_Work to complete_: Produce a verbatim copy of the records, and keep the images out of it.

_Data records_:
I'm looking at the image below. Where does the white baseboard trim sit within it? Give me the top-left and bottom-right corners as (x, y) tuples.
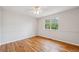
(0, 35), (79, 46)
(0, 35), (36, 45)
(0, 39), (24, 45)
(39, 35), (79, 46)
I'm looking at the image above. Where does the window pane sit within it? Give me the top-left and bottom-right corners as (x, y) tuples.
(45, 20), (50, 29)
(50, 19), (58, 30)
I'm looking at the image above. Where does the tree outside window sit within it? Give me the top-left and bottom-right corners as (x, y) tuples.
(45, 18), (58, 30)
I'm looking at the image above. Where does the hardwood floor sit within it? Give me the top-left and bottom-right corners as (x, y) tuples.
(0, 36), (79, 52)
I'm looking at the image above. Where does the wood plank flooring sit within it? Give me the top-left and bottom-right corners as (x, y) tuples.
(0, 36), (79, 52)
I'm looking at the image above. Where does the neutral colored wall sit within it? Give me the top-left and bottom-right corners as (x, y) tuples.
(0, 7), (3, 43)
(1, 8), (37, 44)
(0, 8), (1, 43)
(38, 7), (79, 45)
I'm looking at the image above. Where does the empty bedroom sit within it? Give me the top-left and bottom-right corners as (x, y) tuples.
(0, 6), (79, 52)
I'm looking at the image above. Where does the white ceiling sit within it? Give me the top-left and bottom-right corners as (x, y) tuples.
(2, 6), (78, 18)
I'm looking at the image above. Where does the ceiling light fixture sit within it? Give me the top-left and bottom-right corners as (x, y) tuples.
(33, 6), (41, 15)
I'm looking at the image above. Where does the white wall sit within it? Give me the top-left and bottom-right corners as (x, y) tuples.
(1, 8), (37, 45)
(0, 8), (2, 43)
(38, 7), (79, 45)
(0, 7), (3, 44)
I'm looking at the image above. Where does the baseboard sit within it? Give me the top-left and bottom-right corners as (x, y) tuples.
(0, 35), (36, 45)
(1, 35), (79, 46)
(37, 35), (79, 46)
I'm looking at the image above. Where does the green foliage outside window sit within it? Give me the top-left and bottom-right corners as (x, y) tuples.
(45, 20), (50, 29)
(45, 18), (58, 30)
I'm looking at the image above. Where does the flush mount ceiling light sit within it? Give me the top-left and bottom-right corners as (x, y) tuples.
(32, 6), (41, 15)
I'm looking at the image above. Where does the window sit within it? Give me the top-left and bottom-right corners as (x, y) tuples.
(45, 18), (58, 30)
(45, 20), (50, 29)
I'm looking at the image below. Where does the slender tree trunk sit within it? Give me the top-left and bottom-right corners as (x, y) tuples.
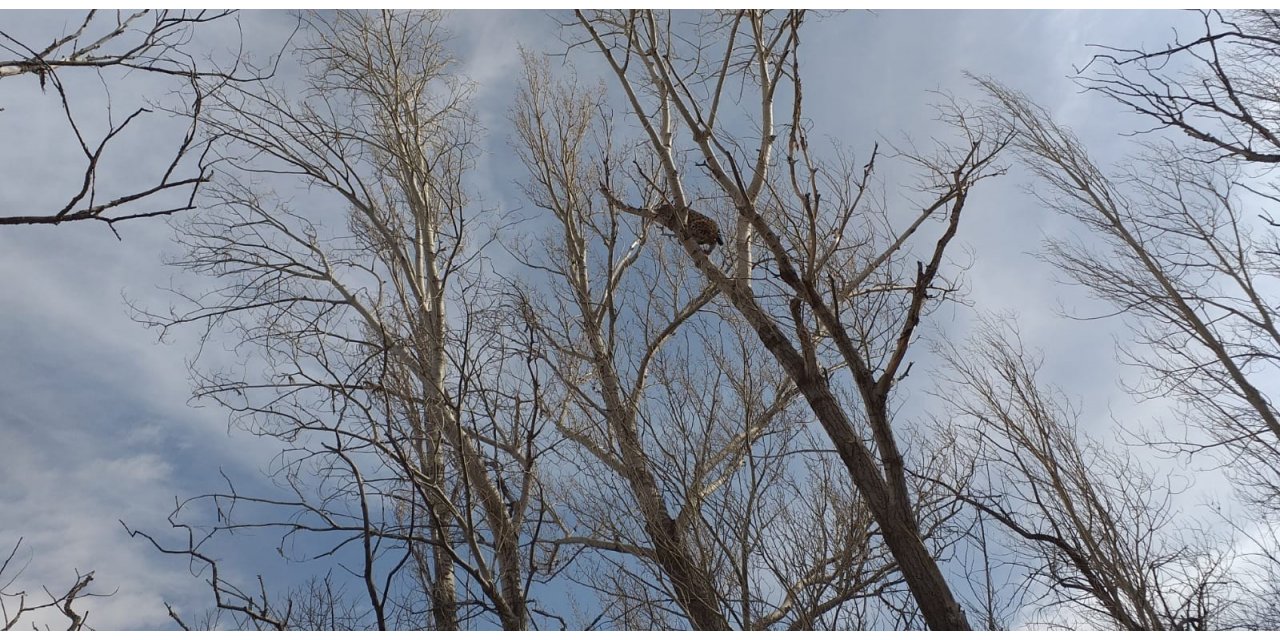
(613, 417), (729, 630)
(570, 230), (729, 628)
(429, 529), (460, 630)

_Exercise answer_:
I'm looking at the image below. Where does the white baseboard trim sit within it? Give me the top-left and bottom-right corners as (x, y) tuples.
(0, 35), (79, 46)
(0, 35), (36, 45)
(0, 39), (24, 45)
(39, 35), (79, 46)
I'm looking at the image above. Where does the window pane sit within it? Give me the top-left and bottom-right corners as (x, y) tuples.
(45, 20), (50, 29)
(50, 19), (58, 30)
I'm looking at the image above. Where does the tree outside window sit within it? Give me the top-left and bottom-right corners as (x, y) tuples.
(45, 18), (58, 30)
I'm looking at the image above. Where does the hardwood floor sit within it? Give me the top-left and bottom-right corners as (x, y) tuples.
(0, 36), (79, 52)
I'm looking at the image above. Where does the wood plank flooring sit within it? Give me the top-left and bottom-right corners as (x, y) tuples.
(0, 36), (79, 52)
I'm looking at the image above. Where does the neutral colored wall sit within it? Give me the top-left and bottom-right corners as (x, y) tuples.
(0, 7), (3, 43)
(1, 8), (37, 44)
(0, 8), (1, 43)
(38, 7), (79, 45)
I'm looking at the image above. Where does the empty bedroom sit within it? Give me the top-left and bottom-right corners as (x, y) tuples.
(0, 6), (79, 52)
I'm looking at the image above. Where does the white ceiling sit within it? Give me the top-left and bottom-right corners as (x, y) tuples.
(2, 6), (78, 18)
I'm looking at the image above. Where does the ceiling light fixture sit within it? Give me the top-left and bottom-right corners as (x, y) tuples.
(33, 6), (41, 15)
I'm looking at the image above. Where does the white wall sit within it? Give me the top-left and bottom-right corners as (x, y) tuples.
(1, 8), (37, 45)
(0, 8), (2, 43)
(38, 7), (79, 45)
(0, 7), (3, 44)
I'm looking at the image above. Where does the baseboard sit within it? Give me the top-left and bottom-right corners as (x, y) tuples.
(0, 35), (36, 45)
(1, 35), (79, 46)
(37, 35), (79, 46)
I'm looking at the image above. Where does the green foliage outside window sit within it? Give me the top-left and bottom-right corners as (x, y) tuples.
(45, 20), (50, 29)
(45, 18), (58, 30)
I'm looking at the image above. Where does the flush mount ceiling light sit within it? Give me the top-left and bottom-right corners as (x, y) tuples.
(32, 6), (41, 15)
I'm looking at the image above. Where does the window sit within it? Give me the top-left and bottom-right corners as (x, y) tuples.
(45, 18), (58, 30)
(45, 20), (50, 29)
I'm looking at the image below. Where does the slender tree trunk sit within it? Give me the top-left and bottom-right corners as (x, y) tuples.
(613, 417), (729, 630)
(570, 230), (729, 628)
(429, 529), (460, 630)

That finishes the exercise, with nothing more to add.